[Given exercise]:
Output every line of the listing below as a JSON list of strings, one string per line, with blank lines omitted. Leave the pictures out of the answer.

[Dataset records]:
=-=-=
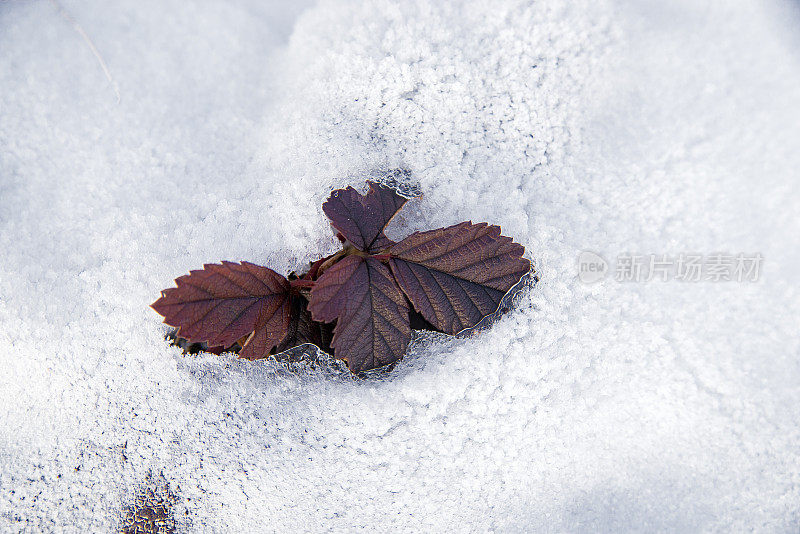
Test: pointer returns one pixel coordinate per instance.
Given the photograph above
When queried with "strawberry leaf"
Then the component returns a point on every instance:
(457, 275)
(222, 303)
(371, 313)
(362, 218)
(303, 329)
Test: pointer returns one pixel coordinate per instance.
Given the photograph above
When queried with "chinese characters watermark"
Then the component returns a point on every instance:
(684, 267)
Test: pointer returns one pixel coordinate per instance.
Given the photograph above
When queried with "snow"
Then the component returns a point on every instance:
(642, 127)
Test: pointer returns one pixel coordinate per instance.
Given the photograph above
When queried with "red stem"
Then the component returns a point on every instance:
(301, 283)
=-=-=
[Exercise result]:
[
  "Test: pointer returns one pixel coordinate per instance.",
  "Given the photograph above",
  "When queried with \"strawberry leaf\"",
  "Then the component returns a point on every instance:",
  "(457, 275)",
  "(222, 303)",
  "(371, 313)",
  "(362, 218)",
  "(303, 329)",
  "Test: pointer returns one pixel coordinate per instance.",
  "Given the photograph above",
  "When queried with \"chinese characters watermark\"",
  "Then the component returns a point on every instance:",
  "(684, 267)",
  "Test: pointer returns one pixel coordinate per instance.",
  "Given the photograph above",
  "When queried with \"snow\"",
  "Then the component returns a point on every instance:",
  "(642, 127)",
  "Test: pointer returns one pixel coordinate per instance.",
  "Given the photograph above",
  "When queried with \"red stem\"",
  "Then the component returns a point on every instance:",
  "(301, 283)"
]